It would be easier to explain this poem if we were in Stevens’ New England this autumn. In New England there is a time of year known as “Peak” — the moment when most trees have reached their maximum in terms of fall’s dazzling foliage colors. Weathermen report the movement of Peak from the northern to southern states; but, I should also add, the trees themselves do not seem to pay attention to these bulletins. The peak is something like the very center of autumn, and it is a very emotional time of the year because, in many ways, New Englanders are filled with nostalgia by this reminder of the loss of summer and filled with some dread by this cue that winter is coming. Stevens takes this up in his poem and shows how these emotions create a kind of intellectual overlay that comes between people and their perception of autumn itself.

In something like the first third of the poem, Stevens’ reveals how the present may be overlooked when it is not regarded as itself but as an absence of the past. Then it is not simply a moment in autumn but a time when “the effete vocabulary of summer / No longer says anything.” Then the flowers and trees are not what they are, but — to the person who remembers what they once were — they seem kinds of ruin: “Otu-bre’s lion-roses have turned to paper / And the shadows of the trees / Are like wrecked umbrellas.” The world, in short, is distorted by nostalgia and memory.

In what might be called the middle third of the poem, Stevens shows how the present may be lost when it is not regarded as itself but as a prelude to the future. Then, with a certain amount of rancor and disappointment, the colors of autumn are regarded as deceitful shams and “falsifications” of a sun that promises more than winter will actually deliver. With an eye on the future, the moment is not seen as it is but as presenting evidence of “a turning down toward finality.” The world, in short, is distorted by anticipation and anxiety.

But in the last third of the poem, the mind is arrested by the green plant. Here is something outside of the whirlwind of emotion; unlike what precedes it in the poem, the green plant stands outside of the “legend” created when memory and expectation construe the world in their own fashion. The green plant is not seen in terms of the emotions of its observer but as something of the “reality of which it is a part.”

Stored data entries
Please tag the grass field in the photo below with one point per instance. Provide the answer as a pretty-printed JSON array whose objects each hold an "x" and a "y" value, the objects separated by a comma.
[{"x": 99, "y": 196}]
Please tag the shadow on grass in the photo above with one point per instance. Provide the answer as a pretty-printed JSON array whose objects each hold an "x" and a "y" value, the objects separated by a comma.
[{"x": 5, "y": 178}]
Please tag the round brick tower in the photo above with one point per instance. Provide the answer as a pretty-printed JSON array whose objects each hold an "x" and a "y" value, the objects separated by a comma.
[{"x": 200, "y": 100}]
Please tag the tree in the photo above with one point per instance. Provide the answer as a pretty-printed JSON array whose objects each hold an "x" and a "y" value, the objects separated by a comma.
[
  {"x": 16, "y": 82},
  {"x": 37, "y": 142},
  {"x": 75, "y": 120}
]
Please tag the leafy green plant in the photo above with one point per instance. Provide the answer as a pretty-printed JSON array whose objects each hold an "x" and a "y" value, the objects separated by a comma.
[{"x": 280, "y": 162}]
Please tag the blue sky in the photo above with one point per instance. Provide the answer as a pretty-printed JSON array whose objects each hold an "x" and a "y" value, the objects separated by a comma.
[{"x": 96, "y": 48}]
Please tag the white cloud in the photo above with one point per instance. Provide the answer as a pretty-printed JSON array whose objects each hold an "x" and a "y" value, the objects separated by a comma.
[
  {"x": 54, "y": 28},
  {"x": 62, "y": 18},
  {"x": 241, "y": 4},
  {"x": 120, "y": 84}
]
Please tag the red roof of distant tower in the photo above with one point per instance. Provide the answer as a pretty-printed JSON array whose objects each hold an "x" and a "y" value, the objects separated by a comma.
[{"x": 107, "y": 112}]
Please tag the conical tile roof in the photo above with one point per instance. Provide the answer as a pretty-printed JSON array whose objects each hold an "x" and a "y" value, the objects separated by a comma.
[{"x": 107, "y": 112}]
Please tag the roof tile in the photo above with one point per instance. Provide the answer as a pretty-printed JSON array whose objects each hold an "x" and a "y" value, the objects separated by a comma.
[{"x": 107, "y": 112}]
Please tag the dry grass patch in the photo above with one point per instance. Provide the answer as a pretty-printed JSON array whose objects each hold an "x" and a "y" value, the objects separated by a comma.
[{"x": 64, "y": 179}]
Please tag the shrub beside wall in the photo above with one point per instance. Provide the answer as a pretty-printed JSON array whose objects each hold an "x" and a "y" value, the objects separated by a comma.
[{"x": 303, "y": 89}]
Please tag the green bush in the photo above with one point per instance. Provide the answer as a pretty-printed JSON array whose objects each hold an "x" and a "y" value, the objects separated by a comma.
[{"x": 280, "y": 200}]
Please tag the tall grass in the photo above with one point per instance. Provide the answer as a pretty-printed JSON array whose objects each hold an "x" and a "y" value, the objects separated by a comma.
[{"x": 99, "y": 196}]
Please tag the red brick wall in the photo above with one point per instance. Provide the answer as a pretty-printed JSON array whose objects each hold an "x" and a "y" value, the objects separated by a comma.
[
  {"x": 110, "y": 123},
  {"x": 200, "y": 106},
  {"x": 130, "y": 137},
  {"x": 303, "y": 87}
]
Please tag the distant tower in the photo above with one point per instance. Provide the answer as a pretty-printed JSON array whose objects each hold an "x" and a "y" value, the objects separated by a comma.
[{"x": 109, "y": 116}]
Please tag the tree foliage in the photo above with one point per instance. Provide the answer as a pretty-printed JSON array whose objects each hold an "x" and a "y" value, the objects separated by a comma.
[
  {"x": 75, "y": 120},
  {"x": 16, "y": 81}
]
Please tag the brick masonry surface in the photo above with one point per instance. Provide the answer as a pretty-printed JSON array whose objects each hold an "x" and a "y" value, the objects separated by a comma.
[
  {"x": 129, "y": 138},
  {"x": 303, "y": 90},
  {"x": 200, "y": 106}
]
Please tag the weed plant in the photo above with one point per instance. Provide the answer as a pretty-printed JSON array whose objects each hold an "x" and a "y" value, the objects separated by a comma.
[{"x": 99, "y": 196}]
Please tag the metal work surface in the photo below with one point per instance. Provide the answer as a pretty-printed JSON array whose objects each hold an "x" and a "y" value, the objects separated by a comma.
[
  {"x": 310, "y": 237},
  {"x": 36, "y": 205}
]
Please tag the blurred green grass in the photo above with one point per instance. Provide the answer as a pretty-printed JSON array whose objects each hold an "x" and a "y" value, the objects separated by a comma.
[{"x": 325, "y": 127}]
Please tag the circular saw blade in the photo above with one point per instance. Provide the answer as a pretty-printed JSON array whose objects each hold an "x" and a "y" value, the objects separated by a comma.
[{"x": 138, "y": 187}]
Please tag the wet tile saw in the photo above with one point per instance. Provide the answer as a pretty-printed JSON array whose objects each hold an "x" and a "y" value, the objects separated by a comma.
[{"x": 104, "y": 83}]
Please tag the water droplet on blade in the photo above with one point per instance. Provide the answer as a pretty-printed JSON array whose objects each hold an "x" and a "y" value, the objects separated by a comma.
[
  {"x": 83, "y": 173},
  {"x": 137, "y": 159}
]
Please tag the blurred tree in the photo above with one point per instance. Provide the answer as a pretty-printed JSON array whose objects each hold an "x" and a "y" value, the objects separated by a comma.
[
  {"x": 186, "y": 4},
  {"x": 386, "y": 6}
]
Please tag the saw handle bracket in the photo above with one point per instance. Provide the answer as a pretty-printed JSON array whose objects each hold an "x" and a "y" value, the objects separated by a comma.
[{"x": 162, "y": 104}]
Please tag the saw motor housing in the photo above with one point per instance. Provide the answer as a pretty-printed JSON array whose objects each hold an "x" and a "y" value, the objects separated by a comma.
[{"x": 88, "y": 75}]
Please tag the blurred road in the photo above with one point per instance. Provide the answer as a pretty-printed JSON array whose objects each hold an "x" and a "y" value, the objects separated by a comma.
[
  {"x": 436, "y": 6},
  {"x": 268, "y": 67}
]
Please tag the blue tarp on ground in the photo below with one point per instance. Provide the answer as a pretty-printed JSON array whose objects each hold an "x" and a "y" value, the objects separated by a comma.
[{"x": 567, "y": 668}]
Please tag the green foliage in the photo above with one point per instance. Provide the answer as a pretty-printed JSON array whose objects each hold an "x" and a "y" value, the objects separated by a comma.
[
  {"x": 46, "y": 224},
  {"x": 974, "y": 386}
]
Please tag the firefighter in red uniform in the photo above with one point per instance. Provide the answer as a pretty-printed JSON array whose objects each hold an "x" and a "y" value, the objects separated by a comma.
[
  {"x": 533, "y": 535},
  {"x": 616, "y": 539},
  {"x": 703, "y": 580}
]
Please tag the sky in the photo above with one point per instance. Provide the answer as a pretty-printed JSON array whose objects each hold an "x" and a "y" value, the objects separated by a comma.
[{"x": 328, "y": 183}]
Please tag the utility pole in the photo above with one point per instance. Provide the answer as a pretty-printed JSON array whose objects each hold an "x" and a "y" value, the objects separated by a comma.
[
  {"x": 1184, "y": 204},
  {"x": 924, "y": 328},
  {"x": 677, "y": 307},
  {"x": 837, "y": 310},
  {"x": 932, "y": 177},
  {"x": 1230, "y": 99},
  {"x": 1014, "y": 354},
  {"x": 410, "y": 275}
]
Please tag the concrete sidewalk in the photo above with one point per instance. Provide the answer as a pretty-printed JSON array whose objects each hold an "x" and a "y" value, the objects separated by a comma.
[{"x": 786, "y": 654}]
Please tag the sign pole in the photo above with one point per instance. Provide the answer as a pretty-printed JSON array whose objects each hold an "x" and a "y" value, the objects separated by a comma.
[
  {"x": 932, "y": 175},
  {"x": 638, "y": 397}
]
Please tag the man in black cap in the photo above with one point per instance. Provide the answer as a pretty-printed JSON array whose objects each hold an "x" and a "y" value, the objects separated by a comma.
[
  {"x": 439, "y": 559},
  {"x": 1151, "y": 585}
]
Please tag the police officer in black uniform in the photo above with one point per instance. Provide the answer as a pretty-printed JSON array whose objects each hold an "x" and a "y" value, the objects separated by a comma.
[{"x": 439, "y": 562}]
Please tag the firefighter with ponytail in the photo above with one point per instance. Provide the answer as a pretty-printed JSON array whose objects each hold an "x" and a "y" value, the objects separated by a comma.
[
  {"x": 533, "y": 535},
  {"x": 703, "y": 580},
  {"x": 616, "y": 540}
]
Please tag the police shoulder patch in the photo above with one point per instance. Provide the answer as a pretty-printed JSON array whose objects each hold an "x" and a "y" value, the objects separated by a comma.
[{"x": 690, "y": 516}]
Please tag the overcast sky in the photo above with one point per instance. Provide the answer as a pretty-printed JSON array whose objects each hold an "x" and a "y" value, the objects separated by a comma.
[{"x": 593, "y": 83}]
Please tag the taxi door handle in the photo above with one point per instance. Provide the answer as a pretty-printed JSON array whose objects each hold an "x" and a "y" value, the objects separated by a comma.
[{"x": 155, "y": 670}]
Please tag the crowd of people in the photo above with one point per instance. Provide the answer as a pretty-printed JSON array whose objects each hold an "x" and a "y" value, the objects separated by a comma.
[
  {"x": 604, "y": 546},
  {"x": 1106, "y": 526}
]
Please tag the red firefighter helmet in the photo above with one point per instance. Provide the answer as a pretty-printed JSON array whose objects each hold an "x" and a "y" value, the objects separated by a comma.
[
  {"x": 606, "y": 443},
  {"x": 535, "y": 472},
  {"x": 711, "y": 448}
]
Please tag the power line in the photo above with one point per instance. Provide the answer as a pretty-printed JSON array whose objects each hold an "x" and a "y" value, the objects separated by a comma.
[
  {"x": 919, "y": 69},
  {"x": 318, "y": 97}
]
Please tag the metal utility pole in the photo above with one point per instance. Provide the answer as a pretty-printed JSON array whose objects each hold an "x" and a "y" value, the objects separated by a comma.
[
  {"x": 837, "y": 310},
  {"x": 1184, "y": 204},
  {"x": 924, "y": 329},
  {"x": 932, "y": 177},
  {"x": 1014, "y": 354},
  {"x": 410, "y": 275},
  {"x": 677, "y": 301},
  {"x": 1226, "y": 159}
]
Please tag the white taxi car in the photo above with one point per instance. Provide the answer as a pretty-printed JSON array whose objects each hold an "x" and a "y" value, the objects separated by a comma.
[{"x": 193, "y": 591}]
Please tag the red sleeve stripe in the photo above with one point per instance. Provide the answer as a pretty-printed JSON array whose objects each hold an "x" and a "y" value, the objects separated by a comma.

(Problem)
Please reproduce everything from "In what might" down to "anticipation and anxiety." in the essay on the Stevens poem above, word for word.

(Response to this exercise)
In what might be called the middle third of the poem, Stevens shows how the present may be lost when it is not regarded as itself but as a prelude to the future. Then, with a certain amount of rancor and disappointment, the colors of autumn are regarded as deceitful shams and “falsifications” of a sun that promises more than winter will actually deliver. With an eye on the future, the moment is not seen as it is but as presenting evidence of “a turning down toward finality.” The world, in short, is distorted by anticipation and anxiety.